• _Problems and tasks_:
1. In the email thread about the Khmer Unicode chart, which operating systems does the writer of the first message say they use?
2. Carry on the email thread about the Khmer Unicode chart from the point where it stops.

I am using windows XP; occasionally CentOS

On Mon, Jan 17, 2011 at 2:16 PM, Sriranga(78yrsold) <withblessi...@gmail.com
> wrote:

> From Pdf  it is observed thare are number of dependent vowels existed. The
> case is similar to Indic lang.
> Let me know which OS you are using?
>
>
> On Mon, Jan 17, 2011 at 12:42 PM, KHEM Sochenda <khemsoche...@gmail.com>wrote:
>
>> this link will lead you to Khmer Unicode page
>> http://unicode.org/charts/PDF/U1780.pdf
>>
>>
>> On Mon, Jan 17, 2011 at 2:06 PM, Sriranga(78yrsold) <
>> withblessi...@gmail.com> wrote:
>>
>>> Viewed Khemer unicode chart (pdf) there are dependent vowels are there.

• _Raw data_:
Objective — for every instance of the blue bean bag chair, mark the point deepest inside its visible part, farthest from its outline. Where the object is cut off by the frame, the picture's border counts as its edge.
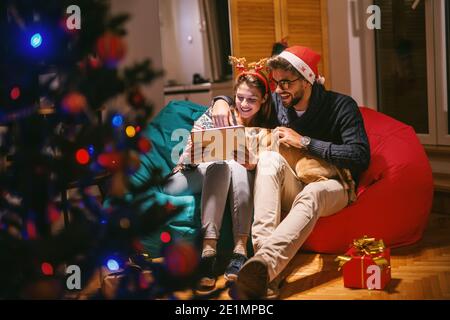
(175, 117)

• _Set of answers_:
1. Windows XP, and occasionally CentOS.

2.
>>> It is better to use bbtool to generate box file. please see wiki section for
>>> tools.
>>>
>>>
>>> On Mon, Jan 17, 2011 at 12:24 PM, Sriranga(78yrsold) <
>>> withblessi...@gmail.com> wrote:
>>>
>>>> Is there are dependent vowel in your Khemer lang. If you have unicode
>>>> chart  better to upload
>>>>
>>>>
>>>> On Mon, Jan 17, 2011 at 12:13 PM, KHEM Sochenda <khemsoche...@gmail.com
>>>> > wrote:
>>>>
>>>>> I know how to do it in tesseract, but the image just to show you how
>>>>> the glyphs should be boxed.
>>>>>
>>>>> I can send you the box file generate by tesseract anyway.
>>>>>
>>>>> Regards,
>>>>>
>>>>> Sochenda
>>>>>
>>>>>
>>>>> On Mon, Jan 17, 2011 at 1:41 PM, Sriranga(78yrsold) <
>>>>> withblessi...@gmail.com> wrote:
>>>>>
>>>>>> as per wiki instructions.- commandline has to be used to generate box
>>>>>> file as follow - as per wiki instructions.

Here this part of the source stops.